---------- Source material ----------

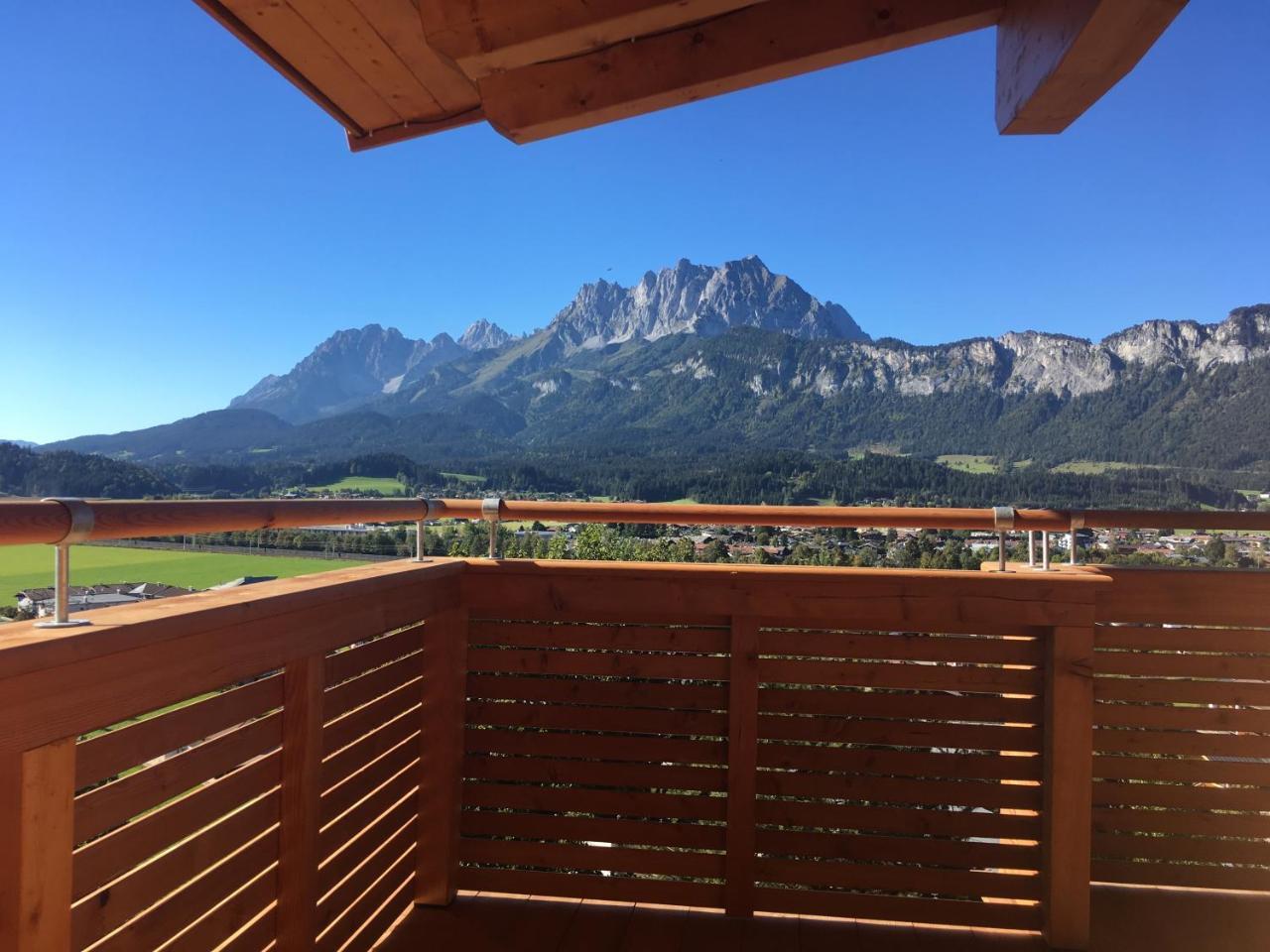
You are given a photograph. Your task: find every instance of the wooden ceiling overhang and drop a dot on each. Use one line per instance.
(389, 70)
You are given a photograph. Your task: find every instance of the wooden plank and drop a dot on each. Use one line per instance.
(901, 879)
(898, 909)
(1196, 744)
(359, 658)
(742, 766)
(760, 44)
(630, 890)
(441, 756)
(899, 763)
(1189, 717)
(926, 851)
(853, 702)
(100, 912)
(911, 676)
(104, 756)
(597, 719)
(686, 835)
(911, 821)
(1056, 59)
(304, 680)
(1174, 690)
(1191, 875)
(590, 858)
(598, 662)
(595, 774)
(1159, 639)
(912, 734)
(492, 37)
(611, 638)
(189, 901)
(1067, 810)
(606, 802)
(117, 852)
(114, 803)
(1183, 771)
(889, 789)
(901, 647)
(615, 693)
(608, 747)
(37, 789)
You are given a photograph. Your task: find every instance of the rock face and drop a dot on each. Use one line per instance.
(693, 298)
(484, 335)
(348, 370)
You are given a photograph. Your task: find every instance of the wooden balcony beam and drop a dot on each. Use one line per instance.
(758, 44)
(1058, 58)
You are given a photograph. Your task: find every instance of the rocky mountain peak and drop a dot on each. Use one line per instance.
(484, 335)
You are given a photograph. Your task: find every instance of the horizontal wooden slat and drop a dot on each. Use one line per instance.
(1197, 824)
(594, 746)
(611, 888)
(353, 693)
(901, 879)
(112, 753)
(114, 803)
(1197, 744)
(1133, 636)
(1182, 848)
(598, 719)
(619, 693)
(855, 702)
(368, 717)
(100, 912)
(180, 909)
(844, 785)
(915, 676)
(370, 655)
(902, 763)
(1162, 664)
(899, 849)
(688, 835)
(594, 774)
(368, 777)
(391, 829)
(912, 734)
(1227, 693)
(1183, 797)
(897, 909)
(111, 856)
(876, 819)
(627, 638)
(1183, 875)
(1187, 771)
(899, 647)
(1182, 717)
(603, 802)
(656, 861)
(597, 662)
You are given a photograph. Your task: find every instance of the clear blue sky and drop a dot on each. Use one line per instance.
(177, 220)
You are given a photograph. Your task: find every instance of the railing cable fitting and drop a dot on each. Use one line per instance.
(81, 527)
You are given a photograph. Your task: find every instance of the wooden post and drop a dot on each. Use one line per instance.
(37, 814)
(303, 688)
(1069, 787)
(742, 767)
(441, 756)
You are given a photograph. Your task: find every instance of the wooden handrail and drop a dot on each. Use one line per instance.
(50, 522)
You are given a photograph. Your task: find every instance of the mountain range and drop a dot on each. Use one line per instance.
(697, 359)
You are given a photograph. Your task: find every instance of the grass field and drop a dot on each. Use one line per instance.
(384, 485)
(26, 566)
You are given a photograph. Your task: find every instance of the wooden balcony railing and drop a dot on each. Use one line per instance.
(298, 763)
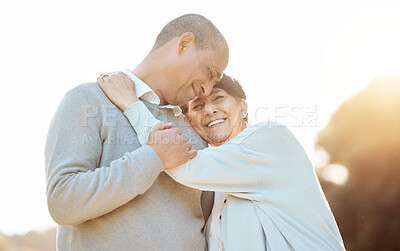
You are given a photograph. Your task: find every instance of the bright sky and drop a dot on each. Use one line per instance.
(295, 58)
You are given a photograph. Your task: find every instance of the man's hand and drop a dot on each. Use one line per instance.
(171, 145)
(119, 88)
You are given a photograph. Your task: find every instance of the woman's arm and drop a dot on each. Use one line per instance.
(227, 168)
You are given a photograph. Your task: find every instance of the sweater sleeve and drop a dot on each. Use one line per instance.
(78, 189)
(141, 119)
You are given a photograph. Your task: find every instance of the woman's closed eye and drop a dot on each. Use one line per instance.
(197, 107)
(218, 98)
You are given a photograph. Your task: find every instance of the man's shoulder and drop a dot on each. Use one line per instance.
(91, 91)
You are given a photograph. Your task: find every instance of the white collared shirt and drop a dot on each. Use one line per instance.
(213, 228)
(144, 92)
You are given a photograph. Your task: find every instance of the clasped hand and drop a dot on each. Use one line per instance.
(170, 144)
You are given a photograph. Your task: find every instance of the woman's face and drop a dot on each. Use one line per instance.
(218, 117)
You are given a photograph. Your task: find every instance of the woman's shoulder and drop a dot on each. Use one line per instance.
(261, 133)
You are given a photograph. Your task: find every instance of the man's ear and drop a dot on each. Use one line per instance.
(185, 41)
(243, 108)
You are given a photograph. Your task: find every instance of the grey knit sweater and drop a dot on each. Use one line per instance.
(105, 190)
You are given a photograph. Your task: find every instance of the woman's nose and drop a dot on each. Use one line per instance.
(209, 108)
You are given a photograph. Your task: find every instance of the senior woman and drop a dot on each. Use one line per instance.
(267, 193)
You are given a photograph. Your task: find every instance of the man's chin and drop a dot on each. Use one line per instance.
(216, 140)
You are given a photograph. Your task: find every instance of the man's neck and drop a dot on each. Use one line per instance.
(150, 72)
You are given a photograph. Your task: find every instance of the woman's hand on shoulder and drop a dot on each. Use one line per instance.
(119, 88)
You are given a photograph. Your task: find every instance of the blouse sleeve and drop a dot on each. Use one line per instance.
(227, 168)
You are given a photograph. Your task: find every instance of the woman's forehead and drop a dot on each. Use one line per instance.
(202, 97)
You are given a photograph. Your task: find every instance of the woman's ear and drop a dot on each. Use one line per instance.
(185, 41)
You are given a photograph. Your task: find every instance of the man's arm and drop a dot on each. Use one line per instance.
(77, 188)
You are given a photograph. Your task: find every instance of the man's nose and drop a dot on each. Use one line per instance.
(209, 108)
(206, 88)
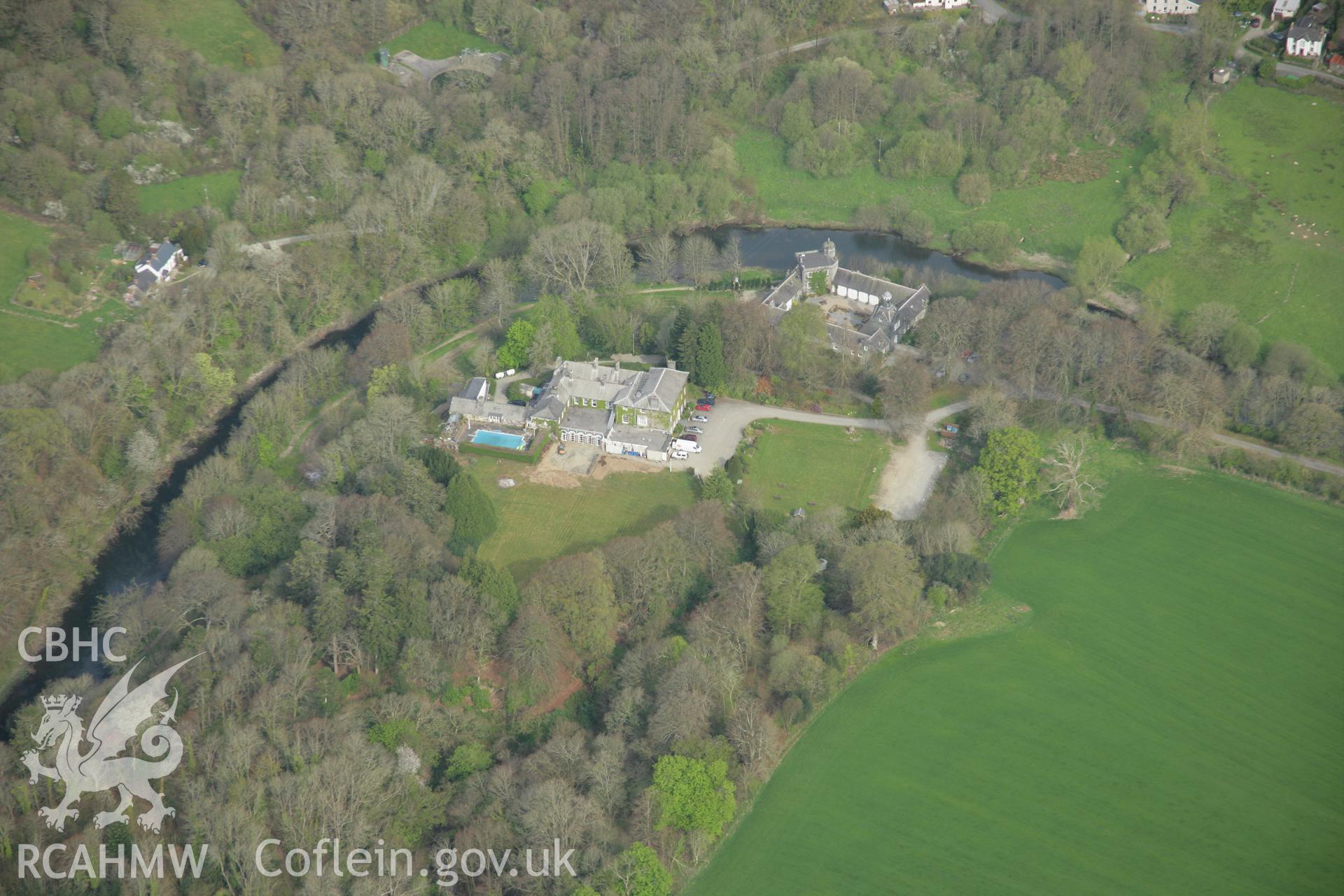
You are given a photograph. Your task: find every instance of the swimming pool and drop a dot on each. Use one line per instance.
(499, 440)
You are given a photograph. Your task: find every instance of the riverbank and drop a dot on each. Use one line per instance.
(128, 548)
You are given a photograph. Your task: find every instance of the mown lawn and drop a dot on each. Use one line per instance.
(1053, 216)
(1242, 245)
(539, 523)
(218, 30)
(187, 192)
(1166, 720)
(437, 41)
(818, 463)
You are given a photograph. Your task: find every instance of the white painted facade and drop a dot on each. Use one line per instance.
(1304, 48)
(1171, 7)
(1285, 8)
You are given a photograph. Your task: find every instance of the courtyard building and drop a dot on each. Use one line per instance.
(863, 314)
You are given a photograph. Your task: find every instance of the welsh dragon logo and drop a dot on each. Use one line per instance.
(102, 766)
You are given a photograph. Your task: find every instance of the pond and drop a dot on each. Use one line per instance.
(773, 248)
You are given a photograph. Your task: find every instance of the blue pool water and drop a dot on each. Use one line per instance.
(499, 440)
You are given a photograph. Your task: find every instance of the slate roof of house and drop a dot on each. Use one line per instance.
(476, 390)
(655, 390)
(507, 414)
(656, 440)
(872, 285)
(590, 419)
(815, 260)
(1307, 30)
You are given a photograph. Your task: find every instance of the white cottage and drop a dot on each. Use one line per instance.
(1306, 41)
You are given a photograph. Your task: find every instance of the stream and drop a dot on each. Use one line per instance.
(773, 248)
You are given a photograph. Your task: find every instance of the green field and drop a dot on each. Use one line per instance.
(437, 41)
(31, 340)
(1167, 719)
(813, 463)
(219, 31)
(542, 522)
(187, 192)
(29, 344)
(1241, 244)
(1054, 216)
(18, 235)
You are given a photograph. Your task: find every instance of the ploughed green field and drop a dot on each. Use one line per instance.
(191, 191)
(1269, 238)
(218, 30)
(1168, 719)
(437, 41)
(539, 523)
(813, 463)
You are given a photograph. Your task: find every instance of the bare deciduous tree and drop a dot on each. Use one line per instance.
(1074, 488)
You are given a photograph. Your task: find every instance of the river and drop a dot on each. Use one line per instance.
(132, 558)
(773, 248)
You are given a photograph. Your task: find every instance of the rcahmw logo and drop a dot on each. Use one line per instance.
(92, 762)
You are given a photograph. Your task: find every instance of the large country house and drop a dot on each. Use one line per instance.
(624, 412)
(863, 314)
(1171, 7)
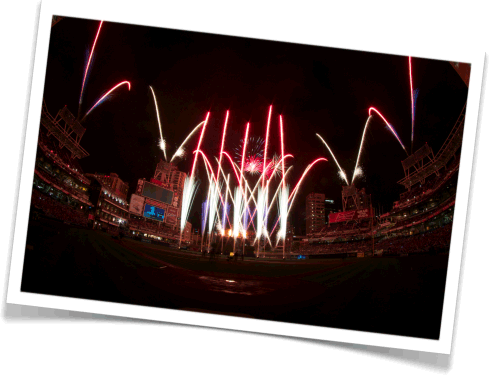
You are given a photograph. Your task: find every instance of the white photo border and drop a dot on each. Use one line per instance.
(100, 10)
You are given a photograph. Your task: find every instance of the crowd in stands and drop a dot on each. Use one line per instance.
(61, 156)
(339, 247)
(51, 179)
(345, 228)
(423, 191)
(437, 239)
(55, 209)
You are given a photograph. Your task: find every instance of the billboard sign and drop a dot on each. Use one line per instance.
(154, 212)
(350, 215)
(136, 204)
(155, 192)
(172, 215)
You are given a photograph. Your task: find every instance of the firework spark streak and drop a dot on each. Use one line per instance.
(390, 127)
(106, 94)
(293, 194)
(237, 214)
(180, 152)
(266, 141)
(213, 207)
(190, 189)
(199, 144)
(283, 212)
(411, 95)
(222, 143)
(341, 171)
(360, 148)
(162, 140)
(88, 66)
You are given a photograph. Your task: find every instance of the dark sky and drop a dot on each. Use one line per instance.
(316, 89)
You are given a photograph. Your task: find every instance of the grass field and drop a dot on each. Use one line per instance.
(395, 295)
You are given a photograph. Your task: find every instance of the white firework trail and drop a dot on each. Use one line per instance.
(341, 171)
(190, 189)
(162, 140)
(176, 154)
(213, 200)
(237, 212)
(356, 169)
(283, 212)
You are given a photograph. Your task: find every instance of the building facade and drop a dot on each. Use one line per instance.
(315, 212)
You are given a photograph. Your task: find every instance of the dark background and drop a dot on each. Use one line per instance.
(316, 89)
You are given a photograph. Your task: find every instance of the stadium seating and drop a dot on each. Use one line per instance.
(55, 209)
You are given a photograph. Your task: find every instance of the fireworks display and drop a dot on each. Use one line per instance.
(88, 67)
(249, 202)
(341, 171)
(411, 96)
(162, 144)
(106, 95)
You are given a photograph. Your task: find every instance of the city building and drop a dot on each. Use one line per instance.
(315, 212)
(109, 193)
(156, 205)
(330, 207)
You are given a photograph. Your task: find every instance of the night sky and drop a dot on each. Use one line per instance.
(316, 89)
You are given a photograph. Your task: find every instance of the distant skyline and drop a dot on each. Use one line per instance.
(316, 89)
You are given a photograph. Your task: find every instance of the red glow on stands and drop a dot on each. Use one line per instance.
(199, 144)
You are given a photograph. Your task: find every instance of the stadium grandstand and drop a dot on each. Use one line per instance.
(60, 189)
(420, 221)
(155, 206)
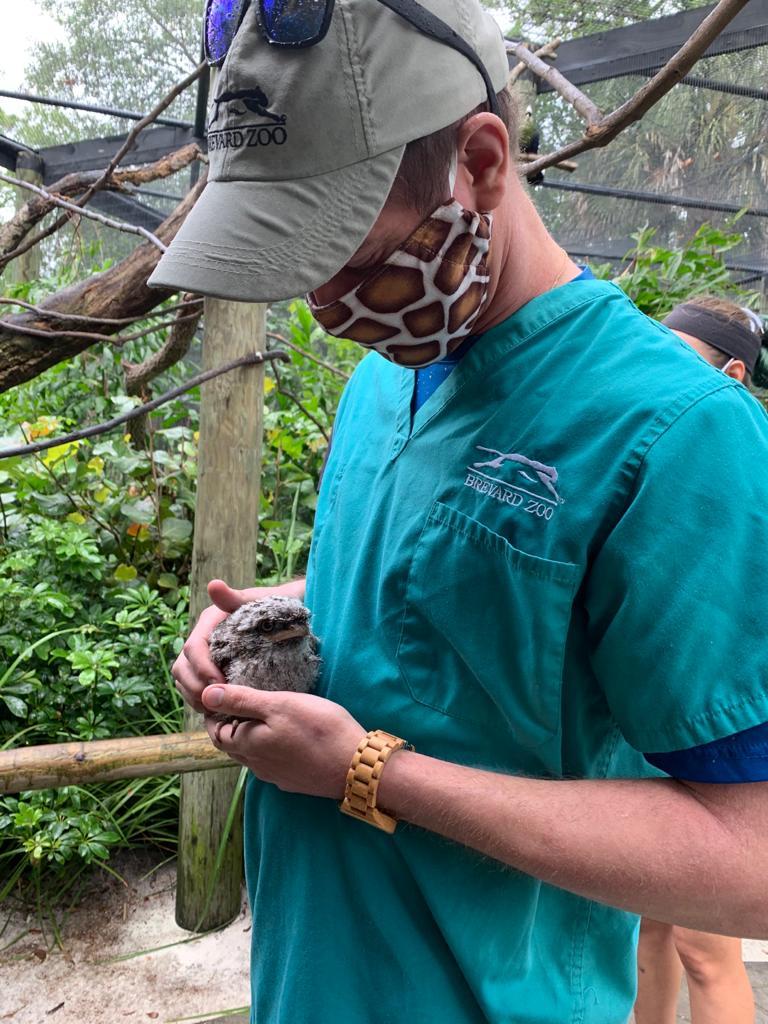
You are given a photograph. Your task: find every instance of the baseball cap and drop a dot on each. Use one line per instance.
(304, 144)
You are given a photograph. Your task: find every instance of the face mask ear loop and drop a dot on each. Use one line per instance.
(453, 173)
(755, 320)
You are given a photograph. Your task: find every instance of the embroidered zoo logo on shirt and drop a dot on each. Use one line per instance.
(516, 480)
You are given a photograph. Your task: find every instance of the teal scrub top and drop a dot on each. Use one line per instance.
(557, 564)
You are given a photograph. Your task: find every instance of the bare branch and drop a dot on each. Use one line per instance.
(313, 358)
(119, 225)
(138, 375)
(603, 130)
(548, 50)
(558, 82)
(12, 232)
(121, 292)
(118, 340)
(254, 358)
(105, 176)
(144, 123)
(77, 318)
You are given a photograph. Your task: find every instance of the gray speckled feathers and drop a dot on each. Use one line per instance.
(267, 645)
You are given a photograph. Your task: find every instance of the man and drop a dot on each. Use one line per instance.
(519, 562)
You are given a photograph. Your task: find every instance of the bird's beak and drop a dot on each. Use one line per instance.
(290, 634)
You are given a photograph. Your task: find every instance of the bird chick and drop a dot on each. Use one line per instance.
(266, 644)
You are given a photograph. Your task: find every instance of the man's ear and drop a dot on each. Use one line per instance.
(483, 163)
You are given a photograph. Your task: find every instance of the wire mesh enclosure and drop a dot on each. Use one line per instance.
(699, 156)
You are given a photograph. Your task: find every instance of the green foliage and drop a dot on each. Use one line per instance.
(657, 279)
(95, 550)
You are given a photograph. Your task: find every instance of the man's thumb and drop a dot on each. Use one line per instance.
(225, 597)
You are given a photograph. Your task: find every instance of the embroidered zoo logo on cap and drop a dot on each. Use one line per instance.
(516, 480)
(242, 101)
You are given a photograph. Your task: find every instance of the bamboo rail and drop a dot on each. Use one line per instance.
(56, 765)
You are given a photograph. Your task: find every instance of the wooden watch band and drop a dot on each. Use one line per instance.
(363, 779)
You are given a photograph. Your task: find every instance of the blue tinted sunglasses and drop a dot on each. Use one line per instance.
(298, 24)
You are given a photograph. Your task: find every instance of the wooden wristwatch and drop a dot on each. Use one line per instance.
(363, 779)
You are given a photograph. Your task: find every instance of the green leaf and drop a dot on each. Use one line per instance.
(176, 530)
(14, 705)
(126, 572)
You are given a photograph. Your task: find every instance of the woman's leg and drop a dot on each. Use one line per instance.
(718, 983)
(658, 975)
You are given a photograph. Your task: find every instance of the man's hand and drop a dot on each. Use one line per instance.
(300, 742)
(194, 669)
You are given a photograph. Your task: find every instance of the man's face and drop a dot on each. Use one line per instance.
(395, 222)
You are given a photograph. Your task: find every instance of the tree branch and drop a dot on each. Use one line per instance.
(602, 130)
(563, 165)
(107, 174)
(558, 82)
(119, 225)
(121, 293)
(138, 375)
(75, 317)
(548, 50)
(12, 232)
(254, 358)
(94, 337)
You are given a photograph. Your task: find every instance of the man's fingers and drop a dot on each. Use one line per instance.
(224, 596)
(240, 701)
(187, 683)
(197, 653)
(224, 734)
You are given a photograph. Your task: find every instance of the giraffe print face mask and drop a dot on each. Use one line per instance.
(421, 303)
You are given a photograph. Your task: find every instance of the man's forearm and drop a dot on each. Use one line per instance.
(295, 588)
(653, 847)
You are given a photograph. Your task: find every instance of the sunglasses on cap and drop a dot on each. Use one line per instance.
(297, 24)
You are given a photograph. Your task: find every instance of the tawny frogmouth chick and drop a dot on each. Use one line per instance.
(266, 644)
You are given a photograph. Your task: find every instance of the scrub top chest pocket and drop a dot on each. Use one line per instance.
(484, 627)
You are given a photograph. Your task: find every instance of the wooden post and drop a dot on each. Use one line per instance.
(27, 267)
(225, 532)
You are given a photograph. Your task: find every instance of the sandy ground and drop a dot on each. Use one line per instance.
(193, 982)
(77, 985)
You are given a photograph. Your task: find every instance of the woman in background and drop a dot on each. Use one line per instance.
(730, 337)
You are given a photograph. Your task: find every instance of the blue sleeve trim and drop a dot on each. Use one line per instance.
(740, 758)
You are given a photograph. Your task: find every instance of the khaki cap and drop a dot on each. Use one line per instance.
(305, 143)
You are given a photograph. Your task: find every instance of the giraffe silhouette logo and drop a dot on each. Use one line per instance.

----------

Task:
Copy everything from the line containing "of the khaki" down to the end of the listing, substituting "straw hat" for "khaki cap" and leaving all else unchanged.

The output:
You are given a photograph. Your task: find every instance of the straw hat and drop a dot on each. Use one line per instance.
(305, 143)
You are given a photograph. Your task: find every instance of the giraffe silhouette logo and drop a dot on each. Use one line per instance.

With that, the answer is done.